§ Exercise task
Continue the PySpark notebook on the homicide dataset, picking up right after its final line.

§ Provided text
In [1]:
from pyspark import SparkContext
sc = SparkContext(appName="MY-APP-NAME", master="local[*]")

from pyspark.sql import SQLContext
sqlCtx = SQLContext(sc)

from pyspark.sql.functions import *
import pandas as pd
from pyspark.ml.feature import Bucketizer
from pyspark.sql.types import *

In [2]:
df = sqlCtx.read.load("database_Homicide.csv",
                     format="csv", sep=",", inferSchema="true", header="true")

### Columns analysis

In [3]:
# Add column City_State
df=df.withColumn('City_State', concat(col("City"),lit(","),col("State")))

In [4]:
# Cast of Perpetrator_Age as integer
df=df.withColumn('Perpetrator_Age', col('Perpetrator Age').cast(IntegerType()))
df=df.drop('Perpetrator Age')

In [5]:
df=df.withColumn('Crime_Solved', col('Crime Solved'))

In [6]:
# Drop columns
df=df.drop('Record ID','Incident','Victim Count','Perpetrator Count','Agency Name','City','Crime Type','Crime Solved','Record Source')
df.dtypes

[('Agency Code', 'string'),
 ('Agency Type', 'string'),
 ('State', 'string'),
 ('Year', 'int'),
 ('Month', 'string'),
 ('Victim Sex', 'string'),
 ('Victim Age', 'int'),
 ('Victim Race', 'string'),
 ('Victim Ethnicity', 'string'),
 ('Perpetrator Sex', 'string'),
 ('Perpetrator Race', 'string'),
 ('Perpetrator Ethnicity', 'string'),
 ('Relationship', 'string'),
 ('Weapon', 'string'),
 ('City_State', 'string'),
 ('Perpetrator_Age', 'int'),
 ('Crime_Solved', 'string')]

In [7]:
# Renamed columns
df = df.withColumnRenamed("Agency Code", "Agency_Code")\
.withColumnRenamed("Agency Type", "Agency_Type")\
.withColumnRenamed("Victim Age", "Victim_Age")\
.withColumnRenamed("Victim Sex", "Victim_Sex")\
.withColumnRenamed("Victim Race", "Victim_Race")\
.withColumnRenamed("Victim Ethnicity", "Victim_Ethnicity")\
.withColumnRenamed("Perpetrator Sex", "Perpetrator_Sex")\
.withColumnRenamed("Perpetrator Race", "Perpetrator_Race")\
.withColumnRenamed("Perpetrator Ethnicity", "Perpetrator_Ethnicity")

§ Material supplied
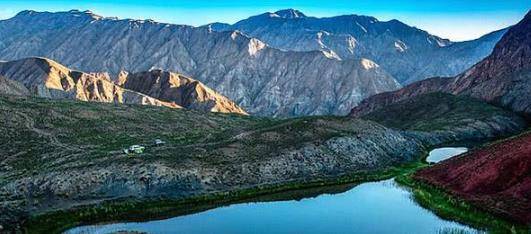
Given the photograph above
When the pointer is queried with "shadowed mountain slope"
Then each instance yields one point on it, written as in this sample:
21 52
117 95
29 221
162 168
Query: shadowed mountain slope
503 78
408 53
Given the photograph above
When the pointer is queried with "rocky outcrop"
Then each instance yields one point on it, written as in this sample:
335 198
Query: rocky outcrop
263 80
178 89
46 78
495 178
407 53
11 87
503 78
75 157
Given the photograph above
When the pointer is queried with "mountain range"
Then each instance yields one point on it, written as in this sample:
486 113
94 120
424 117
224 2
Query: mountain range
261 79
409 54
46 78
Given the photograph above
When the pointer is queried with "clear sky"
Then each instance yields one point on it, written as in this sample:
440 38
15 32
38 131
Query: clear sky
454 19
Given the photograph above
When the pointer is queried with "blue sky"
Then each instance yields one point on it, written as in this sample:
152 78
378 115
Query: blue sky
454 19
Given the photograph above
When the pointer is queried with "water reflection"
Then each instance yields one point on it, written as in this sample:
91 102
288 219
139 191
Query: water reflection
374 207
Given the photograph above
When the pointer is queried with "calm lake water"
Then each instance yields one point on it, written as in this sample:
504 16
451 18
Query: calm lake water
374 207
441 154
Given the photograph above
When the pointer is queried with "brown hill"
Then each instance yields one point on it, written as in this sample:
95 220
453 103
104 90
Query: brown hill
176 88
503 78
46 78
496 178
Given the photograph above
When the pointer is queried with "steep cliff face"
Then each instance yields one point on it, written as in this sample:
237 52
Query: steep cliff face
75 157
47 78
503 78
178 89
407 53
261 79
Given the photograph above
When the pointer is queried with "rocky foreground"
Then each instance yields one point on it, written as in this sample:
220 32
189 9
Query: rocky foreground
503 78
61 154
495 178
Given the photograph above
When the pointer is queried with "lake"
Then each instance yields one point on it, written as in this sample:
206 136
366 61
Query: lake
373 207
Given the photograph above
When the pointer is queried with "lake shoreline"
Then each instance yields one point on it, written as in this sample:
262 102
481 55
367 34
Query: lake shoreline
157 209
141 209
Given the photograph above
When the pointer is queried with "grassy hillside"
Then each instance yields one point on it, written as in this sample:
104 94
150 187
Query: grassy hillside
436 111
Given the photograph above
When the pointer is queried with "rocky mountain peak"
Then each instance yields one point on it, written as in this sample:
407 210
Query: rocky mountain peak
290 14
502 78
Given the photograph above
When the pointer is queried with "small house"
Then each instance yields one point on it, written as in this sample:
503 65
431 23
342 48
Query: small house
137 149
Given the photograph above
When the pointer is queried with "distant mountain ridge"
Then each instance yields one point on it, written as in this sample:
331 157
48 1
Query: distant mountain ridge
408 53
262 80
46 78
503 78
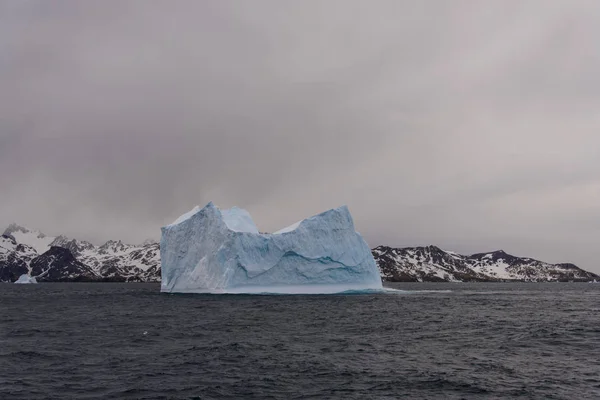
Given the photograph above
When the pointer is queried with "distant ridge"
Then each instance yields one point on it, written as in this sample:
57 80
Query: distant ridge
432 264
61 259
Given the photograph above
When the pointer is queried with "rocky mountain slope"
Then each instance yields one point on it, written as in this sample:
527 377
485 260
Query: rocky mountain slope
60 259
63 259
422 264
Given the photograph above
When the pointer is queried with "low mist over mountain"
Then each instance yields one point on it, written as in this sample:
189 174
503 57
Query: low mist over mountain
61 259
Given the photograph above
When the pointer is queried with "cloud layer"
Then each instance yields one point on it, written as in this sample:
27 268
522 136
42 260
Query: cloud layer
470 125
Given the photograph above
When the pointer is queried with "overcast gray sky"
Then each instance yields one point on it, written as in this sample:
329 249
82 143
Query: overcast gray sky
472 125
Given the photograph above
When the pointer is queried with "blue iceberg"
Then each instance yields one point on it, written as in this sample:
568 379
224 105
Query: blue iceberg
210 250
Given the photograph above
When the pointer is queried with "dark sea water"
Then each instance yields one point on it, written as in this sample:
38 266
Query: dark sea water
432 341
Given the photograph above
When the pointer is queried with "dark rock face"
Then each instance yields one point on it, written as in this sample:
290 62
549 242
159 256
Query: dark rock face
431 264
73 260
14 258
59 265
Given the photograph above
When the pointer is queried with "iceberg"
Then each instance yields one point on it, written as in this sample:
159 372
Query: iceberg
23 279
210 250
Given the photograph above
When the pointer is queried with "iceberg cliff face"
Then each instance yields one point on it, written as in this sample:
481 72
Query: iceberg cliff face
25 279
214 251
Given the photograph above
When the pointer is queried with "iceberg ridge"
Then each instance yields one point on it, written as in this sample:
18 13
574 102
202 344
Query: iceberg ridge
214 251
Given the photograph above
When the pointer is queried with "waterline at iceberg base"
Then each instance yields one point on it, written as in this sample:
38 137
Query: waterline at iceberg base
210 250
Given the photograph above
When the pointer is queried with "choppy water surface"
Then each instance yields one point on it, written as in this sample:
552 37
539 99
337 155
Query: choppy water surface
447 341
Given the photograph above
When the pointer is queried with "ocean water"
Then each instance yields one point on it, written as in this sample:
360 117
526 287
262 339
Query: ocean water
429 341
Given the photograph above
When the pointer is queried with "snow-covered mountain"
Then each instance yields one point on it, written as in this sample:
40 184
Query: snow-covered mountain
15 259
419 264
112 261
59 258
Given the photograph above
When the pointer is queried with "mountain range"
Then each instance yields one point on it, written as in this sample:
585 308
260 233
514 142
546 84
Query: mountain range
60 259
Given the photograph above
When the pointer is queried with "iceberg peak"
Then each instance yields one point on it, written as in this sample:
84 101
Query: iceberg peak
222 251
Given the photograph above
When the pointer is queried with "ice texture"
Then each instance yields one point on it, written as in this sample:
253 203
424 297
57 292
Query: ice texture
214 251
23 279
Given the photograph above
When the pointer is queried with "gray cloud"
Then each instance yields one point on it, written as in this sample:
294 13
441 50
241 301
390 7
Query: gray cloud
471 125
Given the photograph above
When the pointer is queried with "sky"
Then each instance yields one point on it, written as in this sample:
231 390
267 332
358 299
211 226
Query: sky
471 125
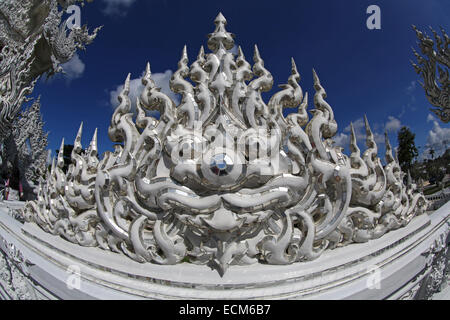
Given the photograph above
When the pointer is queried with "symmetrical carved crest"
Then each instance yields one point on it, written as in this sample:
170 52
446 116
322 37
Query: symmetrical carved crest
437 86
224 178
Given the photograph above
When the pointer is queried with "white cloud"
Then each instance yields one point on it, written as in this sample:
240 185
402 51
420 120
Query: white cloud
234 50
438 138
412 86
393 124
343 139
136 87
430 118
74 68
117 7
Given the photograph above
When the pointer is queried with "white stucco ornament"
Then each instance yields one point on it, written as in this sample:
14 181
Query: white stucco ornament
224 178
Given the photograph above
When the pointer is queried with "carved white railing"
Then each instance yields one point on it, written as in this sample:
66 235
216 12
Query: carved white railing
226 192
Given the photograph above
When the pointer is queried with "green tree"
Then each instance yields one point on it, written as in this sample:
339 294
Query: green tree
67 155
407 150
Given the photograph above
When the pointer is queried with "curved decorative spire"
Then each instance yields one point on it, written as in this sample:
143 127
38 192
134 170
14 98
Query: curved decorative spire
60 160
220 35
245 186
264 81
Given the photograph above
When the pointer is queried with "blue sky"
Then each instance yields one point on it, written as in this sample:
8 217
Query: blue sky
363 71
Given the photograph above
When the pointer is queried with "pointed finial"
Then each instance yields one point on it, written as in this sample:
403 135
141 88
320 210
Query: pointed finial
316 79
93 144
366 124
294 66
147 78
60 161
220 19
352 133
220 35
52 168
127 83
201 54
77 144
257 56
240 53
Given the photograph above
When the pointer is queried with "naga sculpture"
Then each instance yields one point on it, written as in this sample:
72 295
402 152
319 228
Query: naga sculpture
33 41
437 86
223 178
25 149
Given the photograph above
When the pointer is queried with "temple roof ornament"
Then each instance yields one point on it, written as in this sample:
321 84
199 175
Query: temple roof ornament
223 178
436 86
34 41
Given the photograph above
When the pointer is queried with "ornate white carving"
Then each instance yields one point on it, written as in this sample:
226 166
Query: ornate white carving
224 178
437 86
33 41
25 149
14 275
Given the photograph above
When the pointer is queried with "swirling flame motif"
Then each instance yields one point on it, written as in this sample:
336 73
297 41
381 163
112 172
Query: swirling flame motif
436 85
224 178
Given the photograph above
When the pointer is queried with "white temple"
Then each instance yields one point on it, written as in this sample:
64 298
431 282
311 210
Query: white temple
224 196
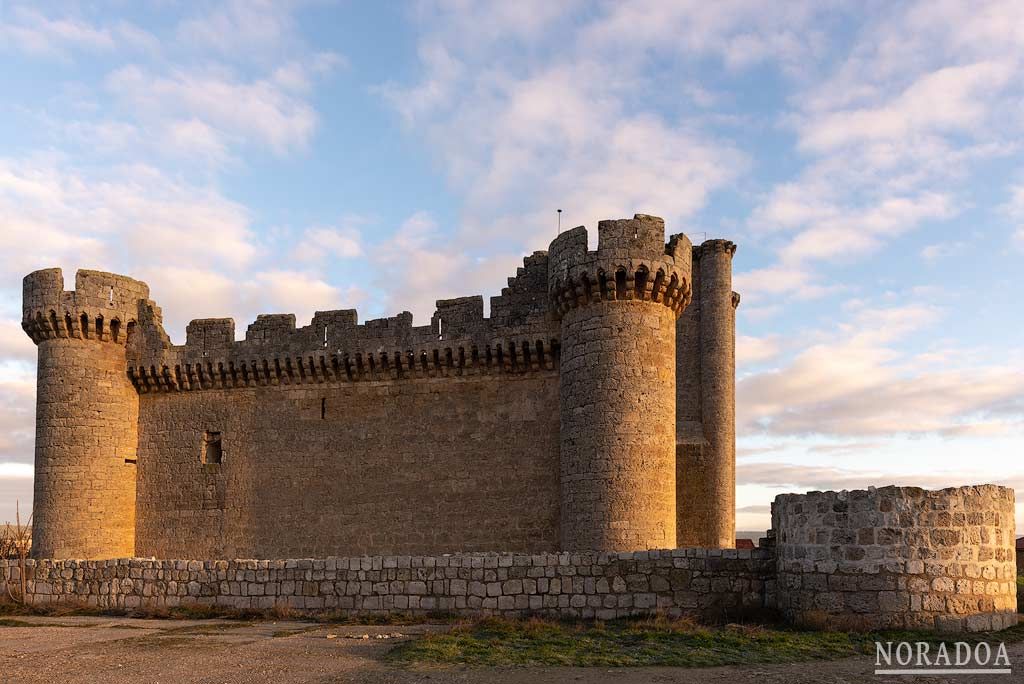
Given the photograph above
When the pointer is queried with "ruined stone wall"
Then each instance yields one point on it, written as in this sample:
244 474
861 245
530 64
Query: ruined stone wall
413 466
707 584
897 557
619 307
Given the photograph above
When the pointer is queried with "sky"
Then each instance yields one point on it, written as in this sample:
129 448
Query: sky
288 157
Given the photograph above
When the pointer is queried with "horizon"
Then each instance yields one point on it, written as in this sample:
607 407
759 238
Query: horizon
259 158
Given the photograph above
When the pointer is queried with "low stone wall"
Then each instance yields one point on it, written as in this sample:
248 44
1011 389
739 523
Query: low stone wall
897 557
701 583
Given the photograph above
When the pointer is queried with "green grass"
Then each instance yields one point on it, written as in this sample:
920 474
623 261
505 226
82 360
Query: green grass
645 642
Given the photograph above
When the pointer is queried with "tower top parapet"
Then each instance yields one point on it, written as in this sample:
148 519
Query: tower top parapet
632 262
101 306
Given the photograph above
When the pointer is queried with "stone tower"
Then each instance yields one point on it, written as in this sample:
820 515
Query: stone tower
86 414
617 309
706 460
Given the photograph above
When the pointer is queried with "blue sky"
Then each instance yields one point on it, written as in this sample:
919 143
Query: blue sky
258 157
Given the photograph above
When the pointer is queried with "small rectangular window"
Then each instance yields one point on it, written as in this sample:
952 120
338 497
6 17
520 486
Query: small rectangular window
212 450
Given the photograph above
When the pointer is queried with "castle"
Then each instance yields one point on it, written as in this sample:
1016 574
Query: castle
593 410
572 455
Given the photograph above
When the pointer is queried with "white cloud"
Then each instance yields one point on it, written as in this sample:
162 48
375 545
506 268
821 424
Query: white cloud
30 31
942 250
231 110
804 477
93 221
947 99
520 137
240 28
753 350
1014 209
341 242
856 383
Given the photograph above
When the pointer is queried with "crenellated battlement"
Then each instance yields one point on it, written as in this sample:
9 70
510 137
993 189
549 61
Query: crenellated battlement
102 306
632 262
713 247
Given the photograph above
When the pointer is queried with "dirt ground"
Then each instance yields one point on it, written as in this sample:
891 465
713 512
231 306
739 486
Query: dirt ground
117 649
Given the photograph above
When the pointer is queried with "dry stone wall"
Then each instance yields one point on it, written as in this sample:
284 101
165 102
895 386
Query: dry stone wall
706 584
897 557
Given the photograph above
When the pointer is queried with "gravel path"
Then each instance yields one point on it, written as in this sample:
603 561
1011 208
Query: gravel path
119 650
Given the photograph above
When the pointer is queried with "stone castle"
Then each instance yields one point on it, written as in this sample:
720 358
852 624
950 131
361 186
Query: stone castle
594 410
572 455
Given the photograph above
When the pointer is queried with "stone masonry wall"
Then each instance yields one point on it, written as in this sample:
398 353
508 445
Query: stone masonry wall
431 465
706 584
897 557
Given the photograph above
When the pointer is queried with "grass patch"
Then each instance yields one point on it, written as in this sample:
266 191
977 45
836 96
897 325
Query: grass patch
646 642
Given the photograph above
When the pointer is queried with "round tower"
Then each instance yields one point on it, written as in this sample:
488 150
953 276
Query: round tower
86 414
707 465
617 308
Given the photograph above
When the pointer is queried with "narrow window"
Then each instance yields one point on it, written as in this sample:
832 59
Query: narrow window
212 450
620 285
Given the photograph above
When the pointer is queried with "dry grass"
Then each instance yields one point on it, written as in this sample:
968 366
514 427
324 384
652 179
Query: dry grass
653 641
200 611
15 542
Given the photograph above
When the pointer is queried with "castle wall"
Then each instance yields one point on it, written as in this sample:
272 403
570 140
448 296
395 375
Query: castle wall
707 454
897 557
413 466
705 584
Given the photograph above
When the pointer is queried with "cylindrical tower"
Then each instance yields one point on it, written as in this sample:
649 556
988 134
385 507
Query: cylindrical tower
707 463
86 414
619 307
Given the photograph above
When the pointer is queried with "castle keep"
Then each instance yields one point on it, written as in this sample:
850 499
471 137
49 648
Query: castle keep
593 410
572 455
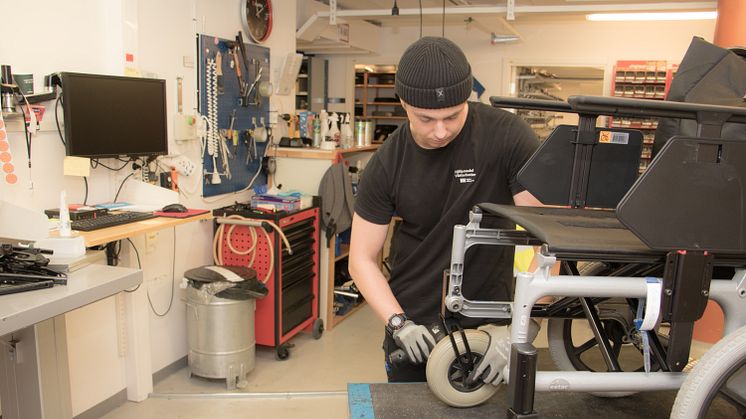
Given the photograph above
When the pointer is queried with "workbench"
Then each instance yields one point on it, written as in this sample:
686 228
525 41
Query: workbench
33 354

§ Answer for the task
In [8]:
print("The number of rows and columns: ",df.count(),",",len(df.columns))

The number of row and columns:  638454 , 17


In [9]:
# DataFrame
pandas_df = df.select("*").toPandas()
pandas_df

Unnamed: 0,Agency_Code,Agency_Type,State,Year,Month,Victim_Sex,Victim_Age,Victim_Race,Victim_Ethnicity,Perpetrator_Sex,Perpetrator_Race,Perpetrator_Ethnicity,Relationship,Weapon,City_State,Perpetrator_Age,Crime_Solved
0,AK00101,Municipal Police,Alaska,1980,January,Male,14,Native American/Alaska Native,Unknown,Male,Native American/Alaska Native,Unknown,Acquaintance,Blunt Object,"Anchorage,Alaska",15.0,Yes
1,AK00101,Municipal Police,Alaska,1980,March,Male,43,White,Unknown,Male,White,Unknown,Acquaintance,Strangulation,"Anchorage,Alaska",42.0,Yes
2,AK00101,Municipal Police,Alaska,1980,March,Female,30,Native American/Alaska Native,Unknown,Unknown,Unknown,Unknown,Unknown,Unknown,"Anchorage,Alaska",0.0,No
3,AK00101,Municipal Police,Alaska,1980,April,Male,43,White,Unknown,Male,White,Unknown,Acquaintance,Strangulation,"Anchorage,Alaska",42.0,Yes
4,AK00101,Municipal Police,Alaska,1980,April,Female,30,Native American/Alaska Native,Unknown,Unknown,Unknown,Unknown,Unknown,Unknown,"Anchorage,Alaska",0.0,No
...,...,...,...,...,...,...,...,...,...,...,...,...,...,...,...,...,...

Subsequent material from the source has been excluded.